[QUOTED TEXT]
***
Make WordPress Core

Opened 15 years ago

Closed 9 years ago

Last modified 4 years ago

#11694 closed defect (bug) (fixed)

WP should do sanity checks for paginated posts, pages and comments

Reported by: denis-de-bernardy's profile Denis-de-Bernardy Owned by: wonderboymusic's profile wonderboymusic
Milestone: 4.4 Priority: normal
Severity: major Version: 2.9
Component: Posts, Post Types Keywords: has-patch 3.9-early
Focuses: template Cc:

Description

Create a post with two pages using the <!--nextpage--> tag. Publish, and browse the post's *third* page.

WP should return a 404 here, rather than the last page of the post.

Along the same lines, it should return the correct canonical urls for paginated posts. Currently, rel=canonical will only ever return the post's first page.

Attachments (7)

11694.diff (803 bytes) - added by dd32 15 years ago.
canonical-pagination.patch (1021 bytes) - added by joostdevalk 11 years ago.
Canonical - Pagination Patch
pagination-rel-canonical.patch (709 bytes) - added by joostdevalk 11 years ago.
Patch for rel=canonical on paginated posts
pagination-rel-canonical.2.patch (3.0 KB) - added by joostdevalk 11 years ago.
rel-canonical patch which adds paginated post link API call
pagination-rel-canonical.3.patch (3.0 KB) - added by joostdevalk 11 years ago.
Patch for rel=canonical on paginated posts
11694-tests.patch (813 bytes) - added by boonebgorges 10 years ago.
Removing from trunk as per #30284
11694.2.diff (2.6 KB) - added by wonderboymusic 9 years ago.

Download all attachments as: .zip

Change History (53)

#1 @Denis-de-Bernardy
15 years ago

  • Version set to 2.9

#2 @Denis-de-Bernardy
15 years ago

  • Summary changed from WP should do sanity check for paginated posts and pages to WP should do sanity checks for paginated posts and pages

#3 @elky
15 years ago

The rel=canonical issue really ought to be split out in to a separate bug, imho.

#4 @dd32
15 years ago

  • Keywords has-patch added
  • Milestone changed from 3.0 to 3.1
  • Owner set to dd32
  • Status changed from new to accepted

I'm attaching a patch I've got locally for this.

This will need a more thought out patch however.

@dd32
15 years ago

#5 @nacin
14 years ago

  • Milestone changed from Awaiting Triage to Future Release

#6 @SergeyBiryukov
12 years ago

Closed #21278 as a duplicate. Related: #11857 (for archive pages).

As noted in ticket:21278:9, paginated comments are affected too.

Last edited 12 years ago by SergeyBiryukov (previous) (diff)
***
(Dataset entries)
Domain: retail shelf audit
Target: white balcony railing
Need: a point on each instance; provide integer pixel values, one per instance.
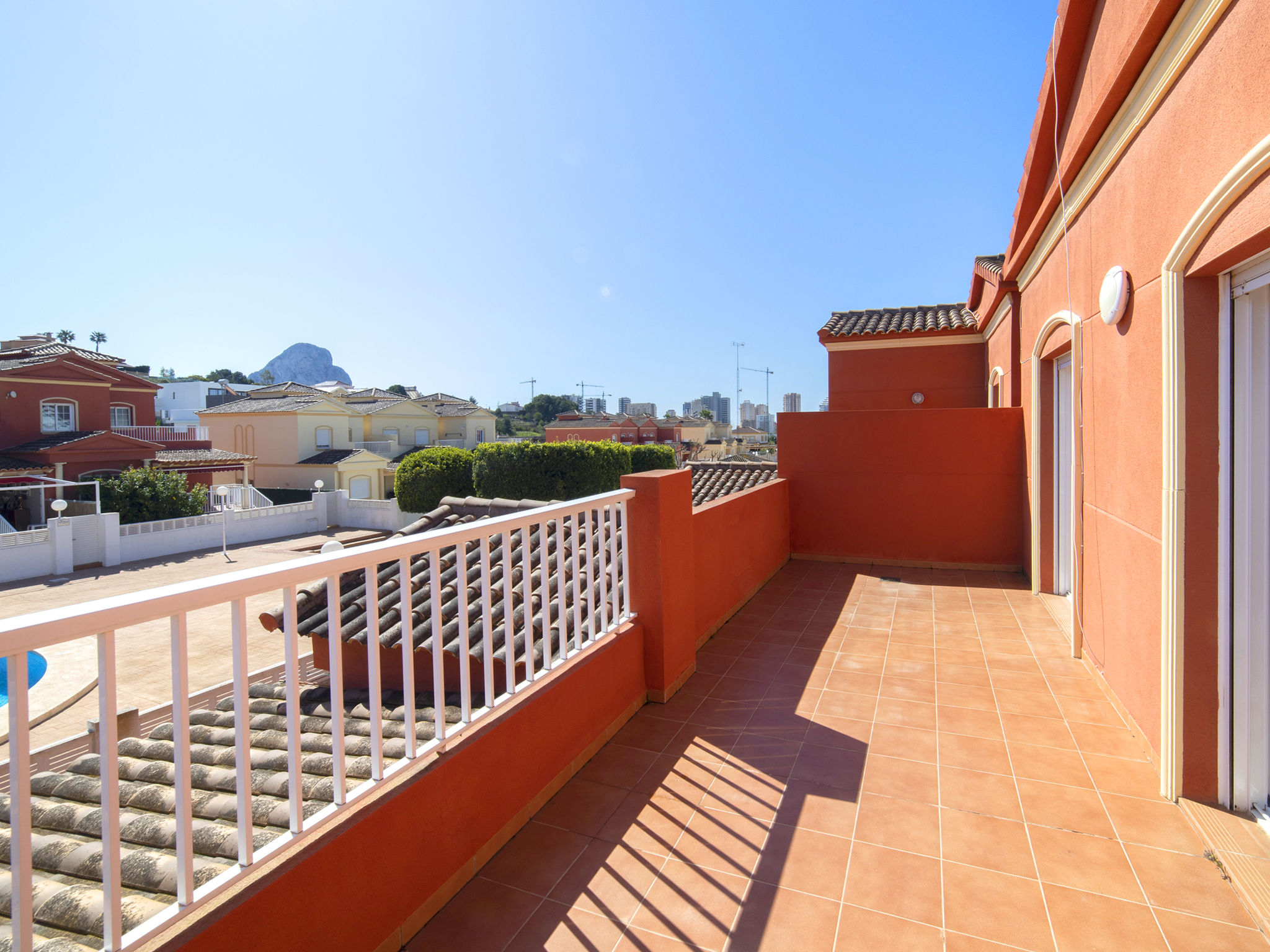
(546, 616)
(162, 434)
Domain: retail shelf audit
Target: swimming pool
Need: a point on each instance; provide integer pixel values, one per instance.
(36, 668)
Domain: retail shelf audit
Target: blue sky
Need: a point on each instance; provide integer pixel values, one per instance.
(464, 196)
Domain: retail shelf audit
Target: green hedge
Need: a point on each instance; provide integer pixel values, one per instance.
(426, 477)
(549, 470)
(148, 494)
(652, 457)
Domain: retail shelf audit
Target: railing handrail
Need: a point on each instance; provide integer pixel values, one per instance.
(52, 626)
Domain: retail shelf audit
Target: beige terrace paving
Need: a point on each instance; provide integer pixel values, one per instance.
(144, 651)
(861, 764)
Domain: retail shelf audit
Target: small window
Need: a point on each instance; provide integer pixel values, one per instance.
(56, 418)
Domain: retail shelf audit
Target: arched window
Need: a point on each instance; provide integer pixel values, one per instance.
(56, 416)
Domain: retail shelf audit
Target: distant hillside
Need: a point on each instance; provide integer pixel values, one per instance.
(304, 363)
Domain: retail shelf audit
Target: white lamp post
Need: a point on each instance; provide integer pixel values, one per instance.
(223, 494)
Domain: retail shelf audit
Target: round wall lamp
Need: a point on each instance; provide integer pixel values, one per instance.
(1114, 298)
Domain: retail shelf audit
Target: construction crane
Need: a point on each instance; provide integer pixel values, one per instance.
(582, 397)
(768, 390)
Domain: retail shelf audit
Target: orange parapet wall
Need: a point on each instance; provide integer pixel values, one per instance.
(926, 487)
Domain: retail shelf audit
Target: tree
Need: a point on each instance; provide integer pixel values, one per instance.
(545, 408)
(148, 494)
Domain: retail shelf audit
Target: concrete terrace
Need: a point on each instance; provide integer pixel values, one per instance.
(863, 764)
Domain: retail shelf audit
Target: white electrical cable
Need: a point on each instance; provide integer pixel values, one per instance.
(1076, 329)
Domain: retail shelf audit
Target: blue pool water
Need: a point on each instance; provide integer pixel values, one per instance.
(36, 668)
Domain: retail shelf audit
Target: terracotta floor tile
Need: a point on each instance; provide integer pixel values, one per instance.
(908, 743)
(996, 907)
(841, 733)
(582, 806)
(723, 840)
(988, 842)
(906, 714)
(691, 906)
(818, 808)
(900, 824)
(1129, 778)
(967, 696)
(535, 858)
(1065, 808)
(1188, 932)
(678, 778)
(894, 883)
(969, 721)
(974, 791)
(1038, 730)
(973, 753)
(618, 765)
(647, 733)
(908, 690)
(1028, 702)
(854, 682)
(776, 919)
(744, 792)
(840, 703)
(908, 780)
(1090, 711)
(1090, 863)
(609, 879)
(860, 930)
(646, 824)
(806, 861)
(1104, 739)
(1050, 764)
(558, 928)
(1186, 884)
(831, 767)
(483, 915)
(1089, 920)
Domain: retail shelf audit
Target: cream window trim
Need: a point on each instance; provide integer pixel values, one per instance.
(1176, 48)
(1077, 487)
(904, 342)
(1173, 531)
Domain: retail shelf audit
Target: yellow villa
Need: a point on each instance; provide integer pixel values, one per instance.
(350, 439)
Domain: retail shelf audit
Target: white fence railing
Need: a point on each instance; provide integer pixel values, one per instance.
(562, 580)
(161, 434)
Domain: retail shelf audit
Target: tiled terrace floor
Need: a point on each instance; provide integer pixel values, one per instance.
(861, 764)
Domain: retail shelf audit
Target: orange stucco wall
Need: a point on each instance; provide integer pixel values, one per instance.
(886, 379)
(1133, 220)
(738, 544)
(921, 485)
(350, 891)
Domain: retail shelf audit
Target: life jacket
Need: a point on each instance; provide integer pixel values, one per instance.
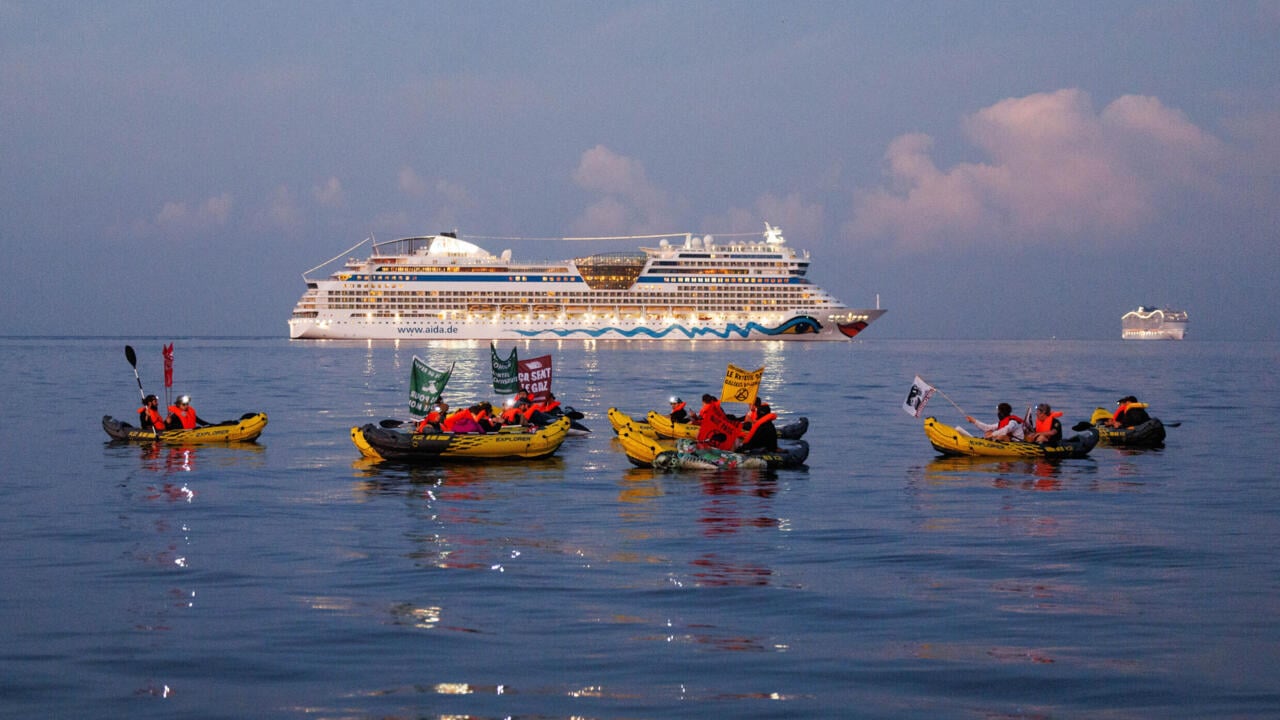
(432, 418)
(1120, 411)
(152, 415)
(755, 425)
(465, 423)
(187, 417)
(1046, 424)
(1008, 419)
(714, 423)
(447, 425)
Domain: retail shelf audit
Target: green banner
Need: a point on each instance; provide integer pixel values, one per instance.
(425, 386)
(506, 378)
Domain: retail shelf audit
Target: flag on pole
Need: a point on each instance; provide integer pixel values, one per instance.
(741, 386)
(168, 364)
(506, 373)
(918, 396)
(425, 386)
(535, 376)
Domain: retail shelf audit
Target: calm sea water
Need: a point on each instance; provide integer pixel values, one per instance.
(291, 579)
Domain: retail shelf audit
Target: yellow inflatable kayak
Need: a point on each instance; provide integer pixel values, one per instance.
(405, 446)
(246, 429)
(951, 441)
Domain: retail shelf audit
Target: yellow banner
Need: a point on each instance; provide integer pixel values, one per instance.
(741, 386)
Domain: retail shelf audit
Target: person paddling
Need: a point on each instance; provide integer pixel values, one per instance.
(1006, 427)
(1048, 429)
(149, 415)
(182, 415)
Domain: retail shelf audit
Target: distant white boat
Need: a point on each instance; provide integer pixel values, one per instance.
***
[TASK INSTRUCTIONS]
[1] Output the part of the WordPress pagination ticket that opens with the words containing "Attachments (7)" and closes with "9 years ago.".
[2] Pick up the WordPress pagination ticket after its last line and carry it on.
These rows were drawn from a separate source.

[ANSWERS BY TASK]
[1]
Attachments (7)

11694.diff (803 bytes) - added by dd32 15 years ago.
canonical-pagination.patch (1021 bytes) - added by joostdevalk 11 years ago.
Canonical - Pagination Patch
pagination-rel-canonical.patch (709 bytes) - added by joostdevalk 11 years ago.
Patch for rel=canonical on paginated posts
pagination-rel-canonical.2.patch (3.0 KB) - added by joostdevalk 11 years ago.
rel-canonical patch which adds paginated post link API call
pagination-rel-canonical.3.patch (3.0 KB) - added by joostdevalk 11 years ago.
Patch for rel=canonical on paginated posts
11694-tests.patch (813 bytes) - added by boonebgorges 10 years ago.
Removing from trunk as per #30284
11694.2.diff (2.6 KB) - added by wonderboymusic 9 years ago.

[2]
#7 @sirzooro
12 years ago

  • Cc sirzooro added

#8 @mdgl
12 years ago

See also #21579 where a similar issue occurs with paged comments. Invalid comment pages, for example http://example.com/content/comment-page-999/ do not return a 404 but equally do not find any comments! Is a new ticket needed or can we use this one to fix the 404 issue in both cases and #21579 to generate the proper rel="canonical" in both cases?

#9 @SergeyBiryukov
12 years ago

  • Summary changed from WP should do sanity checks for paginated posts and pages to WP should do sanity checks for paginated posts, pages and comments

Replying to mdgl:

Is a new ticket needed or can we use this one to fix the 404 issue in both cases

No need for a new ticket. Updated the summary.

#10 @here
11 years ago

See also #18660

@elky was correct 3 years ago, this is two issues.

1) site/post/## - where ## is non-existant - should 404 or 301 not 200 duplicate content
2) site/post/## - where ## > 1 - rel=canonical should be site/post/## not duplicate first page site/post based on :

http://support.google.com/webmasters/bin/answer.py?hl=en&answer=1663744

"rel="next" and rel="prev" are orthogonal concepts to rel="canonical". You can include both declarations."

Last edited 11 years ago by here (previous) (diff)

@joostdevalk
11 years ago

Canonical - Pagination Patch

#11 @joostdevalk
11 years ago

The patch I just added fixes point 1 in @here's comment above: ie. the fact that WP serves a 200 for a page that doesn't exist by, if the post is paginated, checking how much pages are in the post and acting accordingly, by either redirecting to the first page of the post or by providing a proper URL.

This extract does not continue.